Description of the task
Every record below should be printed exactly as it appears.

BEGIN

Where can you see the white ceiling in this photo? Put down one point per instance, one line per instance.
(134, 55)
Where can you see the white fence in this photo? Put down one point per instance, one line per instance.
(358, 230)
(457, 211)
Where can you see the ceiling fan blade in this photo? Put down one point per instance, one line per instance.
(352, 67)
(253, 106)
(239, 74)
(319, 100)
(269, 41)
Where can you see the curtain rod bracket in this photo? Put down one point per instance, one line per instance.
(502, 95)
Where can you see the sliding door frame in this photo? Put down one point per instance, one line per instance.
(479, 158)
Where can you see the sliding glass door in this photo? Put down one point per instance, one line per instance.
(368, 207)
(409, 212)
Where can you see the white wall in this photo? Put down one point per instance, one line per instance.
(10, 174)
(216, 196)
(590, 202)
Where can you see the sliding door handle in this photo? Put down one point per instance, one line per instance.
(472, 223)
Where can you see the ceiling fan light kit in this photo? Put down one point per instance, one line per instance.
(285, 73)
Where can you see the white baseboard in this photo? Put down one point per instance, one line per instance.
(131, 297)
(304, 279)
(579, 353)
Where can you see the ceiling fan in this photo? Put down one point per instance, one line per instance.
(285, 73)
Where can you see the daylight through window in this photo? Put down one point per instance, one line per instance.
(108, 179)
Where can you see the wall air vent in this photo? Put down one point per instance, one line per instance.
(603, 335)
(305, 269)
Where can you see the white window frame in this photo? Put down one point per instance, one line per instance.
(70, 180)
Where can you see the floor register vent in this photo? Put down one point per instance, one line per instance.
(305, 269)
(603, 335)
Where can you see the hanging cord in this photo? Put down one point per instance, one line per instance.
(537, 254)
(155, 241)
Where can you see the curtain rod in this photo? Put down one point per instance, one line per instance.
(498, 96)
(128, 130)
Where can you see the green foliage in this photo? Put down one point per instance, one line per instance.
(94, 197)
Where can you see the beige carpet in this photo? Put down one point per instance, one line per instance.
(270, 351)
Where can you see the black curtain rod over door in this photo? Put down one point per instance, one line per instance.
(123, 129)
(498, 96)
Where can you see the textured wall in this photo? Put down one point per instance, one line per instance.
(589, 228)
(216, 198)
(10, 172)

END

Complete response
Where can you see the white ceiling in this photo? Put down one point per instance, one line per instance.
(134, 55)
Where can you see the white fence in this photo? Put down one point per instance, one line per instance.
(358, 230)
(457, 211)
Where can you see the ceiling fan blade in this photo? Put down one point per instance, one line per instance.
(352, 67)
(253, 106)
(239, 74)
(319, 100)
(269, 41)
Where can you see the curtain rod bracket in this photo? Put down one point per instance, one line per instance.
(502, 95)
Where can you see the sliding door frame in this photo? Put down one point per instance, one line per instance.
(479, 158)
Where can you see the sliding glass door in this photo? Put down one point per instance, one line per instance.
(368, 207)
(409, 212)
Where can you see the white wall in this photo? Put down one point per instance, one line per instance.
(10, 174)
(216, 196)
(590, 202)
Where can you see the sliding door handle in this photo? Put down one point per instance, one line per instance.
(472, 223)
Where can you see the ceiling fan light kit in this photo? Put down one point per instance, one line per instance.
(285, 73)
Where can you see the white baseboard in this photo? Put down one point per instance, one line per instance.
(131, 297)
(304, 279)
(579, 353)
Where can you see the ceiling fan in this photo? Put down one point per instance, one line per instance.
(285, 73)
Where can you see the daylight through window in this photo? Put down one point per instance, one line per instance.
(108, 179)
Where can you see the wall air vent in this photo? Put down one point per instance, one line per instance.
(603, 335)
(305, 269)
Where can you see the white window frame in this photo? Put down one point per instance, one line per instance.
(70, 180)
Where can you see the floor register vent in this photo? Put down one point per instance, one line per instance.
(305, 269)
(603, 335)
Where can you see the hanging cord in this photo? Put down one point per instance, one line per instance.
(537, 254)
(155, 241)
Where can you see the curtain rod in this photo? Put down one point per instance, one line per instance.
(498, 96)
(128, 130)
Where can you see the green foliage in this photo? Put down one point per instance, one line per instance.
(94, 197)
Where can you see the beige carpet in this photo? Put down one point per instance, one line per instance.
(270, 351)
Where can you see the black curtain rod over door in this photo? Put down one point per instance, one line per instance.
(123, 129)
(498, 96)
Where can you see the textured wall in this photo? Put down one point per instance, one line per instance.
(589, 228)
(216, 198)
(10, 172)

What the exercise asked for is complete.